*Task list*:
**1.** Echo the forum thread about learning programming word for word, from "## Ominous Indeed" up to and including "need those things.".
**2.** List every programming language or technology that the first post in the forum thread about learning programming asks how to learn.

# How to learn programming?



## frustrationstation (Feb 29, 2016)

How can I learn the following on my own?

Java
Javascript
JQuery
CSS
HTML
PHP
MySQL


----------



## millenniumman75 (Feb 4, 2005)

Interesting.....


----------



## Paper Samurai (Oct 1, 2009)

frustrationstation said:


> How can I learn the following on my own?
> 
> Java
> Javascript
> ...


 How old are you, how much time do you have and are you generally good at logic/basic math? If so this is all doable.

The time thing though is your biggest constraint.


----------



## Ominous Indeed (Sep 6, 2015)

Paper Samurai said:


> How old are you, how much time do you have and are you generally good at logic/basic math? If so this is all doable.
> 
> The time thing though is your biggest constraint.


What has logic and math to do with it?

I haven't really programmed any programs over 1000 lines of code yet, but you don't really need those things.

Unless you are going to program a game, with real physics at least I haven't come into a problem where I need to know a lot of math/logic.

But then again my standards for math/logic may be a little bit high since I have almost graduated as an engineer.


----------



## Paper Samurai (Oct 1, 2009)

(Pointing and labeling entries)
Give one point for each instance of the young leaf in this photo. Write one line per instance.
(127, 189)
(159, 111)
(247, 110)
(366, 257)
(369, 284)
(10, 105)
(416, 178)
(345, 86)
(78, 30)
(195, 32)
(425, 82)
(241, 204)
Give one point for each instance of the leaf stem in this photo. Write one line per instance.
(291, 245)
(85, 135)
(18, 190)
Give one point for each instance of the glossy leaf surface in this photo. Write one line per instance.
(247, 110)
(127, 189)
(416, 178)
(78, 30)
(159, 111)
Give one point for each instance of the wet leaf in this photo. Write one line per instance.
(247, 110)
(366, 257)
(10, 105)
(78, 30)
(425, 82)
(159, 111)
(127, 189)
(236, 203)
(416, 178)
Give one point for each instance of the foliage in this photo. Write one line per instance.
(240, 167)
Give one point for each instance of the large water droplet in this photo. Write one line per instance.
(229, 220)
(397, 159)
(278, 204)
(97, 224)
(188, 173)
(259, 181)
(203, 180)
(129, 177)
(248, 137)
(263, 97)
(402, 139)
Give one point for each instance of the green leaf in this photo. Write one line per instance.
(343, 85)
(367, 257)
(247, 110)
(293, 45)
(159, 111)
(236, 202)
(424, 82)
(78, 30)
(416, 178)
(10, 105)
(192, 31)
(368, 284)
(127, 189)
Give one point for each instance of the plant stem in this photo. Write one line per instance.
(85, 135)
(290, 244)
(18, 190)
---
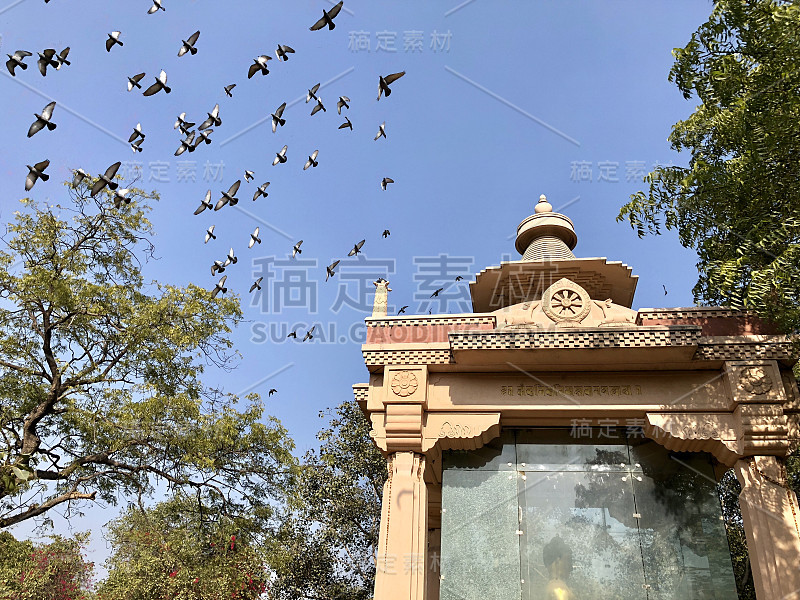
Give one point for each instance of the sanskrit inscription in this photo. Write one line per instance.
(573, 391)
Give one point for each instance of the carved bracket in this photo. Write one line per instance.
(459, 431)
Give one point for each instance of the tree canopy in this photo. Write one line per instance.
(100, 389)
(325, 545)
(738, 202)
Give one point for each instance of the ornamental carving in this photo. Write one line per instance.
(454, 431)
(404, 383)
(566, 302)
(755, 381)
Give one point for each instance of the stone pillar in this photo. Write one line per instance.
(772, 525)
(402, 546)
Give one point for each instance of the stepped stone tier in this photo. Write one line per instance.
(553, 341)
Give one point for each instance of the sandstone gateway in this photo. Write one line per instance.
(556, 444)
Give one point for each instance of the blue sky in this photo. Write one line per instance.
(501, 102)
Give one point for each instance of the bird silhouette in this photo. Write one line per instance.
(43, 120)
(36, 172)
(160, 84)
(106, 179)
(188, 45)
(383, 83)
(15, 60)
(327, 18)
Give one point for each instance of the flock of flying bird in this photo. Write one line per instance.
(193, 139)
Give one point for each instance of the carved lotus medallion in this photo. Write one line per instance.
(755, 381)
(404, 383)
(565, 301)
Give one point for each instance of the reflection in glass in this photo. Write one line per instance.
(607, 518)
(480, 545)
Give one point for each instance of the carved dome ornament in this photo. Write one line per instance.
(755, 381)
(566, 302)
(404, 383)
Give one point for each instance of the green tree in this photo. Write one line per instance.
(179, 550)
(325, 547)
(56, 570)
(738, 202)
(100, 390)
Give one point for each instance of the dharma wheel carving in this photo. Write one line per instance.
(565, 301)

*Expected results*:
**1.**
## Ominous Indeed (Sep 6, 2015)

Paper Samurai said:


> How old are you, how much time do you have and are you generally good at logic/basic math? If so this is all doable.
> 
> The time thing though is your biggest constraint.


What has logic and math to do with it?

I haven't really programmed any programs over 1000 lines of code yet, but you don't really need those things.

**2.**
Java
Javascript
JQuery
CSS
HTML
PHP
MySQL